EXCERPT PROVIDED →
ContentAI Metadata Flattening Service
Project description
metadata-flatten-extractor
A method to flatten generated JSON data into timed CSV events in support of analytic workflows within the ContentAI Platform, published as the extractor dsai_metadata_flatten. There is also a pypi package of this package published for easy incorporation in other projects.
Getting Started
NOTE: Not all flattening functions will respect/obey properties defined here.
force_overwrite - (bool) - force existing files to be overwritten (default=False)
compressed - (bool) - compress output CSVs instead of raw write (default=True, e.g. append ‘.gz’)
all_frames - (bool) - for video-based events, log all instances in box or just the center (default=False)
- time_offset - (int) - when merging events for an asset split into
multiple parts, time in seconds (default=0); negative numbers will cause a truncation (skip) of events happening before the zero time mark (added v0.7.1)
- time_offset_source - (str) - check for this one-line file path with
number of seconds offset according to time_offset rules; (added v1.4.0)
verbose - (bool) - verbose input/output configuration printing (default=False)
extractor - (string) - specify one extractor to flatten, skipping nested module import (default=all, e.g. dsai_metadata)
generator - (string) - cify one generator for output, skipping nested module import (*``=all, empty=none), e.g. ``flattened_csv)
Generators
CSV Schema (CSV)
One output of this flattening will be a set of CSV files if the flattened_csv is enabled as a generator. One file is created for each discovered/input parser/extractor. The standard schema for these CSV files has the following fields.
time_begin = time in seconds of event start
time_end = time in seconds of end (may be equal to time_start if instantaneous)
time_event = exact time in seconds (may be equal to time_start if instantaneous)
source_event = source media for event to add granularity for event inpact (e.g. face, video, audio, speech, image, ocr, script)

PROVIDED MATERIAL →
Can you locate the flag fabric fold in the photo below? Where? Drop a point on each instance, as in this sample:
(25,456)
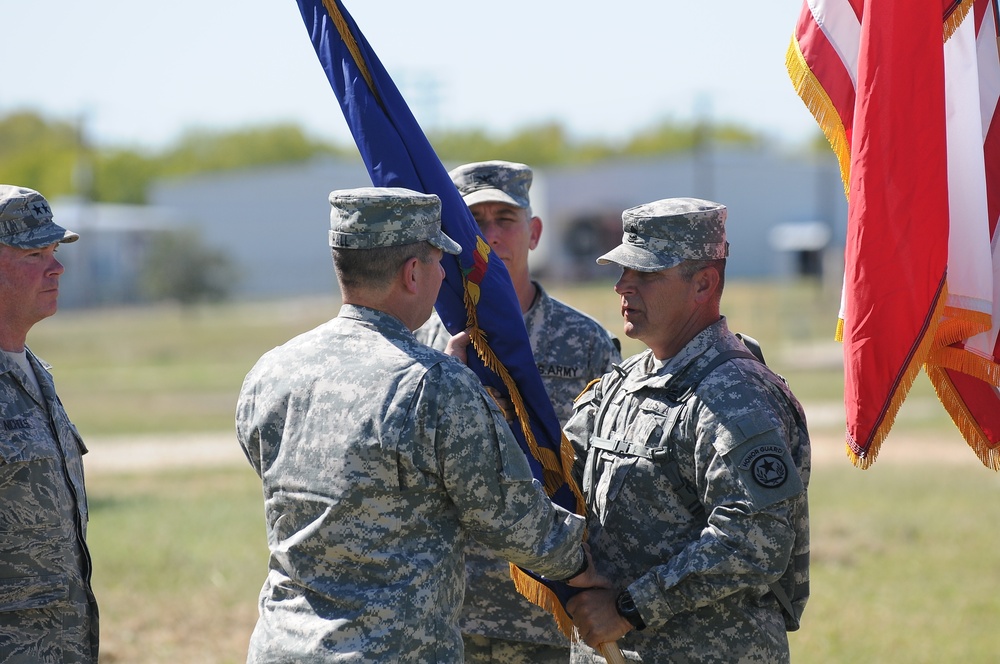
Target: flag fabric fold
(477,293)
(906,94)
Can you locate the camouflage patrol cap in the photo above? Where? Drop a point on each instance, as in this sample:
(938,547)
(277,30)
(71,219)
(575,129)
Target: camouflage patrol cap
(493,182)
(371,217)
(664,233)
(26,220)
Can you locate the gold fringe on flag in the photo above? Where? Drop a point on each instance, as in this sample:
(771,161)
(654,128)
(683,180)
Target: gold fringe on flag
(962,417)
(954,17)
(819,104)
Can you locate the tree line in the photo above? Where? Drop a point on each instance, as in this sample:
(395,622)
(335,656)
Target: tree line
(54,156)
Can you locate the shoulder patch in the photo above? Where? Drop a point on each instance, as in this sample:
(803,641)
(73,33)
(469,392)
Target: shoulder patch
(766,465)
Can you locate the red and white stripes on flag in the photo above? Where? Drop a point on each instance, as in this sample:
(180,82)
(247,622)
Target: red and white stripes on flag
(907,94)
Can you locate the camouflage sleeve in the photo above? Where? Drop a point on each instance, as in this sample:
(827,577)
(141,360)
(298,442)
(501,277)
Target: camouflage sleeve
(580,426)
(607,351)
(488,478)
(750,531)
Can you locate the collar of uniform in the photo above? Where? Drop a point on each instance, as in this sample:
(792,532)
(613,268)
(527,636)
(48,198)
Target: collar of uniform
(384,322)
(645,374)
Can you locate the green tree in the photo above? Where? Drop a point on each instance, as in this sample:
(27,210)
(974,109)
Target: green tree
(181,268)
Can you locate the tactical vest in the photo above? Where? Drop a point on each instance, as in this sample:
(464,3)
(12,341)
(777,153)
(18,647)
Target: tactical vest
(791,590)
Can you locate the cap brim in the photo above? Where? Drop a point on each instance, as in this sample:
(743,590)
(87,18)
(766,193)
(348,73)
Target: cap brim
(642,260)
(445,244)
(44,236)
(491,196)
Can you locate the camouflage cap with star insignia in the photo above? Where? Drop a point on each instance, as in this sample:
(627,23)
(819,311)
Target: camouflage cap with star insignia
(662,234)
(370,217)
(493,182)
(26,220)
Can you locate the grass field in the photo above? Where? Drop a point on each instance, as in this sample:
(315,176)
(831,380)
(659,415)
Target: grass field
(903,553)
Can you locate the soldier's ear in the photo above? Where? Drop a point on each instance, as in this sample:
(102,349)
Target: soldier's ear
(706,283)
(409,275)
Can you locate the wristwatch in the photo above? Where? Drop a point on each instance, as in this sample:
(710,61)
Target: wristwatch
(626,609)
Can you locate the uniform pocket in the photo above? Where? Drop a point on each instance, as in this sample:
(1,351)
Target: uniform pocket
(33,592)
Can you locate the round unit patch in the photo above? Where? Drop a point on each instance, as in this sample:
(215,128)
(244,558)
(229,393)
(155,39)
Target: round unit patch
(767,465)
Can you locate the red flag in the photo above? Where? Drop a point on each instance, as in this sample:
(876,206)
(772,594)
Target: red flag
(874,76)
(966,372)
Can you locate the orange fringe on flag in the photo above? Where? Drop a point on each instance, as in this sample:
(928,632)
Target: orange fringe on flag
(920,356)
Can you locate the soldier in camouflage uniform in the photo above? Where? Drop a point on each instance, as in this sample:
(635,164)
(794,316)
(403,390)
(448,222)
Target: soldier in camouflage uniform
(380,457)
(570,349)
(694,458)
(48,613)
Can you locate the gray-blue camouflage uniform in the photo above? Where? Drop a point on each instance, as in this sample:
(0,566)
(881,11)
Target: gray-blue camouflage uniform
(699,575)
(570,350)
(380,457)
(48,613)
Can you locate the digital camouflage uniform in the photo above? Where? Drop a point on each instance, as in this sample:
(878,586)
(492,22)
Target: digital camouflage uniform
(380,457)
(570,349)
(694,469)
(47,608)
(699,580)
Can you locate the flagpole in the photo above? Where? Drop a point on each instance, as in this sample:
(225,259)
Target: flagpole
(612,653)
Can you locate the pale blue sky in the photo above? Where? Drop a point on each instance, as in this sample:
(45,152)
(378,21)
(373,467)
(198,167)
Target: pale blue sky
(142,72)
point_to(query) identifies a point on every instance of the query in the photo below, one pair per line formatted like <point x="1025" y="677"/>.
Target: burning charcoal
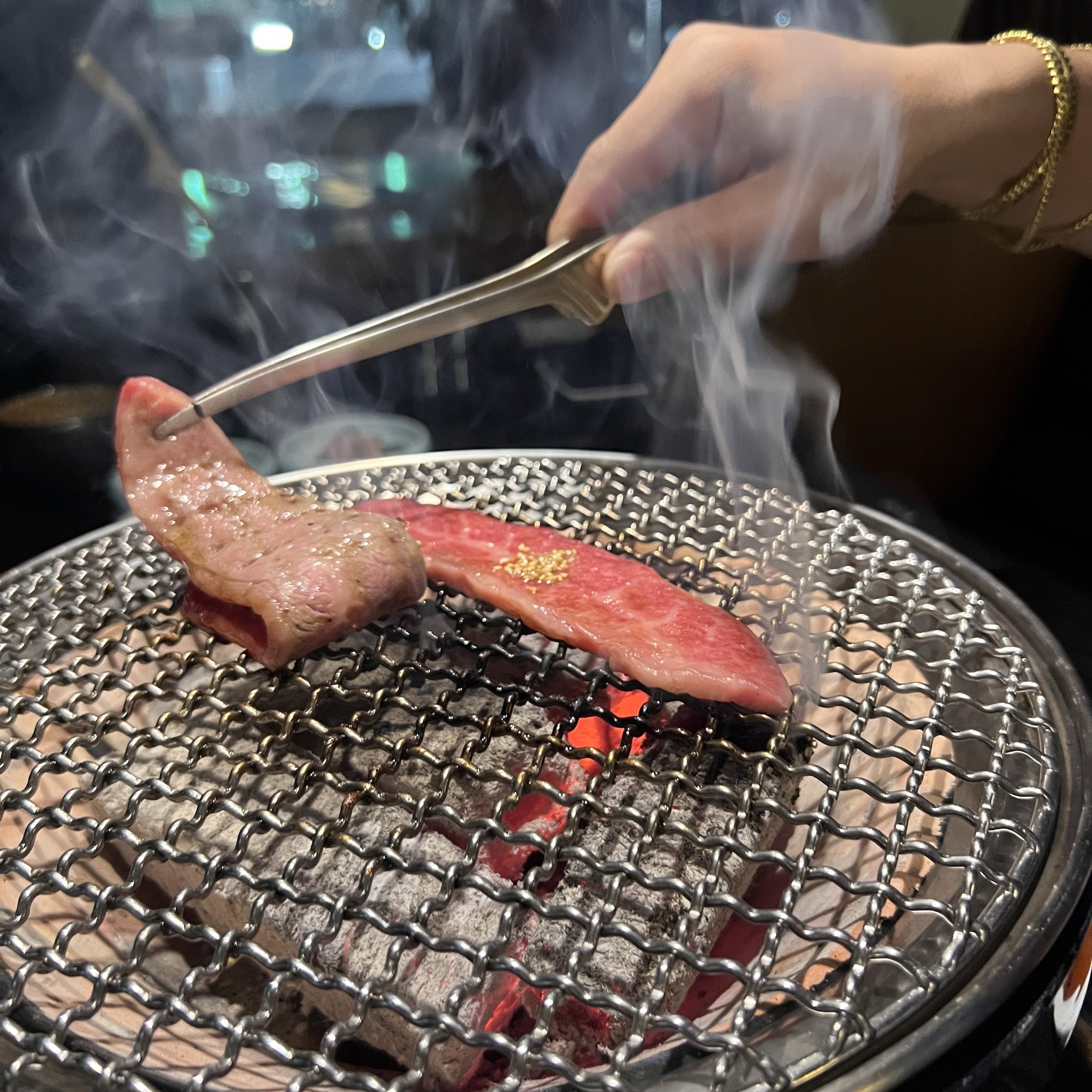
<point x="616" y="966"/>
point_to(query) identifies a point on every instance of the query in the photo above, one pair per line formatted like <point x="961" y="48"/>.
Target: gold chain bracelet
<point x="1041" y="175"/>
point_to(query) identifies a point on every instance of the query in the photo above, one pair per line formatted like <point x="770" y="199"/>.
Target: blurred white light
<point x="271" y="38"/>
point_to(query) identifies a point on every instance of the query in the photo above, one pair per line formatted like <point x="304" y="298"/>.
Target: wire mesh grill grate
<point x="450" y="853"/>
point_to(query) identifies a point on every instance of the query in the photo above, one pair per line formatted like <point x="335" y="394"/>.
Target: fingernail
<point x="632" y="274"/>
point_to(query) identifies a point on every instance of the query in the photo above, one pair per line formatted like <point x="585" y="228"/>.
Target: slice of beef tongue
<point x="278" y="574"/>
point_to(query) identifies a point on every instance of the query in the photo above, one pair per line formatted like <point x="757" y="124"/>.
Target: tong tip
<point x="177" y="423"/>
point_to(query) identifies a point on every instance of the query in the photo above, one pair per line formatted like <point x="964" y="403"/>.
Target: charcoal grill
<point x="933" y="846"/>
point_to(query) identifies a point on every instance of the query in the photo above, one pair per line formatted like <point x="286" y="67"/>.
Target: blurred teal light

WORK TO DO →
A: Condense the paragraph of the flattening service description beginning "One output of this flattening" into a short bulleted list that keeps its main facts.
B: Please rewrite the flattening service description from "Getting Started" to "be overwritten (default=False)", replacing "flattening functions" with "conversion functions".
The entries above stand apart from the flattening service description.

ANSWERS GIVEN →
A:
- Enabling flattened_csv as a generator produces a set of CSV files.
- Each discovered/input parser/extractor gets its own file.
- These CSV files follow a standard schema with the fields listed.

B:
Getting Started
NOTE: Not all conversion functions will respect/obey properties defined here.
force_overwrite - (bool) - force existing files to be overwritten (default=False)